→ **ЗАДАЧА A**
Соберите из строк ниже все, в которых есть слово «wall». Регистр букв имеет значение.

→ **ФРАГМЕНТ ТЕКСТА**
Иеромонах Давид Кургузов:

— Я пострижен в честь...

Алексей Пичугин:

— Давида Гареджийского?

Иеромонах Давид Кургузов:

— Нет, еще есть у нас Давиды. В честь преподобного мученика Давида Палестинского. Есть три мученика, которые в 636 году, когда лавра Саввы Освященного была захвачена, там, естественно, разрушали что-то, и вот это три святых, которые канонизированы: Мина, Давид и Иоанн Палестинские, преподаваемый мученики из лавры Саввы Освященного. Представления не имею, где находятся его мощи, как-то смотрел что-то из истории, особо ничего не найти. Если, наверное, в тех книжках покопаться, я думаю, что я бы чего-нибудь нашел. Но у нас особо предания такого не сохранилось. Про Давида Гареджийского помню только... У Давида Гареджийского довелось мне бывать один разочек.

Иеромонах Давид Кургузов:

— В монастыре в Грузии. Ну, я тоже там был. Я там сделал, наверное, там, увлекаясь фотографией, не так уж много я могу себе в заслугу поставить кадров. Вот этот кадр, я его всегда: «Ну, что ты там снимаешь, покажи». Я всегда показываю вот эту фотографию, потому что я не знаю, что там как-то вот. Настройки выпали, освещение было, на краю Давидо-Гареджийского монастыря, а он стоит на самой границе с Азербайджаном. То есть это обрыв, пещерные кельи, ну понятно, что уже сейчас не действующие, вроде бы не действующие. И они как раз смотрят на долину, которая уже в Азербайджане. То есть это самая граница. И вот там стоит одинокий, маленький-маленький храмик над всем миром. Там такая зелёная до бесконечности долина с маленькими озёрами, она в бесконечность уходит на скале. Вот это у меня самое яркое впечатление от всего Давидо-Гареджийского монастыря. Но я-то спросил, потому что подумал, сейчас скажу: «Давид Гареджийский? «Нет, конечно же, в честь царя Давида».

Алла Митрофанова:

— Царь Давид, да, ну ничего, мне кажется, что все Давиды так или иначе с царем Давидом в жизни пересекаются.

Иеромонах Давид Кургузов:

— Наследие, мне кажется, что изначально все названы в честь царя Давида, а там потом уже какая-то цепочечка, она до меня каким-то образом дошла.

→ **ЗАДАЧА B**
Продолжите беседу выше о святых по имени Давид, начав сразу после последней реплики.

→ **ИСХОДНЫЕ СТРОКИ**
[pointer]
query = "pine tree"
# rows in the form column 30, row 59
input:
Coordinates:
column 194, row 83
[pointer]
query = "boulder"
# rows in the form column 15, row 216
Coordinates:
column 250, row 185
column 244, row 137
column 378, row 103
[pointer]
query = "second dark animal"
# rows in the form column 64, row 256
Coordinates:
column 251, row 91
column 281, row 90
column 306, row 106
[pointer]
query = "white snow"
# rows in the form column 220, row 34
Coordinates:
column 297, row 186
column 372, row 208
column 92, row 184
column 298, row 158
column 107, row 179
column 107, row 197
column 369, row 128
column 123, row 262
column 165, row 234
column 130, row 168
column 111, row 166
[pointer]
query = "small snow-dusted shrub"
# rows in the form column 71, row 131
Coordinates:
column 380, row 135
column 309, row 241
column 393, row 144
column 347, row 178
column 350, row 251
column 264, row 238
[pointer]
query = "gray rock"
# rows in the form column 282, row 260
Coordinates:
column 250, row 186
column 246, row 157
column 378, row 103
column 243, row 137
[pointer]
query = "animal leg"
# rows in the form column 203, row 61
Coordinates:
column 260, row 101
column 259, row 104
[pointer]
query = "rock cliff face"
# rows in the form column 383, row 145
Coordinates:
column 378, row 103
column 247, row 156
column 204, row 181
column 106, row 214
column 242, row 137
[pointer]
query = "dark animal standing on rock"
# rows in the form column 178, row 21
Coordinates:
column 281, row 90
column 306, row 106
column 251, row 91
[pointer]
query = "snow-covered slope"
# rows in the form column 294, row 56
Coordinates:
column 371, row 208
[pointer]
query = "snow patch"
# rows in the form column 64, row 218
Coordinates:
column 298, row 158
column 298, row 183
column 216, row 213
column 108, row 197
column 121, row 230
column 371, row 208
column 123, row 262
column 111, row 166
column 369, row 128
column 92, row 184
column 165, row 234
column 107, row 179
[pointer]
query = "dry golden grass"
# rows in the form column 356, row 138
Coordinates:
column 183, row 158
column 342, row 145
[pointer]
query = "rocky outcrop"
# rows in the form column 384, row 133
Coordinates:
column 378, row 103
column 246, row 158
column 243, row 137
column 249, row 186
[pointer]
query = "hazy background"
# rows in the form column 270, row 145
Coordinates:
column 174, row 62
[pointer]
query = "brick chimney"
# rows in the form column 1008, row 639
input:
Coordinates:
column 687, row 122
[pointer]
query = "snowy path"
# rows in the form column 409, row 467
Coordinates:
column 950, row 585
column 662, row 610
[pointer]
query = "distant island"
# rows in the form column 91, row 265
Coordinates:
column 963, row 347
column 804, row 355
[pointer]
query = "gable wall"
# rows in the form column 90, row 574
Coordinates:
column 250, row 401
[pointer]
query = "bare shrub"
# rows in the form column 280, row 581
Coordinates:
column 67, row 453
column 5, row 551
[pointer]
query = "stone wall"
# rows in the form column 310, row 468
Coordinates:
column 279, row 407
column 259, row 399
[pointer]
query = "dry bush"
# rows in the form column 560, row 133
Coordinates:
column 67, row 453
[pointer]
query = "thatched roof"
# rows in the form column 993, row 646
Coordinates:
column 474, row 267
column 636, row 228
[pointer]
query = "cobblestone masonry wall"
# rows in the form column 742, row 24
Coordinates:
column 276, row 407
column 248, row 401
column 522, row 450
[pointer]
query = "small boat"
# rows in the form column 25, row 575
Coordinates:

→ **ОЖИДАЕМЫЙ ОТВЕТ A**
query = "gable wall"
query = "stone wall"
query = "cobblestone masonry wall"

→ **ОЖИДАЕМЫЙ ОТВЕТ B**
Алла Митрофанова:

— Ну да, ну и потом наследие, его поэтическое наследие — псалмы, это то, что богослужения невозможно без них представить. Да и знаю, что очень многие люди и в самостоятельной молитве тоже, келейно, как это принято говорить, тоже псалмы читают, и читают с большой радостью. Вот действительно радость от этого получают. При том, если, к примеру, посмотреть на эти тексты с позицией владения современным русским языком, они будут совсем не такими уж простыми. Однако вот это, мне кажется, тоже Божья благодать посещает людей, когда они получают удовольствие от чтения псалмов царя Давида. Может быть, в какой-то даже внутренний резонанс, что ли, с ним, в какое-то созвучие с ним входят. Вот, и это форма молитвы, безусловно. То есть поэзия — это вот тот случай, когда поэзия — это одна из форм молитвы. И это просто потрясающе.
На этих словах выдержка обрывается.